- Developer: Hudson Soft
- Publisher: Hudson Soft
- Platform: Wii (WiiWare)
- Release: NA: February 2, 2009; JP: February 10, 2009; PAL: February 27, 2009;
- Genre: Snowboarding
- Modes: Single-player, Multiplayer

= Snowboard Riot =

2009 video game

Snowboard Riot, known in Japan as Board Warriors (ボードウォリアーズ, Bōdo Woriāzu), is a snowboarding video game for WiiWare by Hudson Soft released in North America on February 2, 2009, and in the PAL regions on February 27, 2009. The game supports the Wii Balance Board and features online multiplayer via the Nintendo Wi-Fi Connection.

==Gameplay==

In the game, players race against each other across four courses. Along the way, they can pick up weapons and power-ups such as mines, homing missiles, turbo boosts, invisibility and shields in order to hinder their opponents and aid themselves. Players can also use their board to protect themselves from attack. Each course features several alternate routes and hazards such as cliffs, but are linear and require the player to enter a teleportation portal at the bottom to warp them to the top of the course to start the next lap.

- **The exercise**
Copy the passage of the Snowboard Riot article that begins at "Snowboard Riot, known" and stops after "Nintendo Wi-Fi Connection.", switching "Wii Balance Board" to "Wii Remote".

- **Information provided**

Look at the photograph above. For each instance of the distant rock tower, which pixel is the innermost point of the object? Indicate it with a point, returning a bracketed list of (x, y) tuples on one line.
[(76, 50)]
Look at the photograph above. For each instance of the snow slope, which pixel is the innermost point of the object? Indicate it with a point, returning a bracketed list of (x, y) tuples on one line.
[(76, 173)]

- **Finished answer**
Snowboard Riot, known in Japan as Board Warriors (ボードウォリアーズ, Bōdo Woriāzu), is a snowboarding video game for WiiWare by Hudson Soft released in North America on February 2, 2009, and in the PAL regions on February 27, 2009. The game supports the Wii Remote and features online multiplayer via the Nintendo Wi-Fi Connection.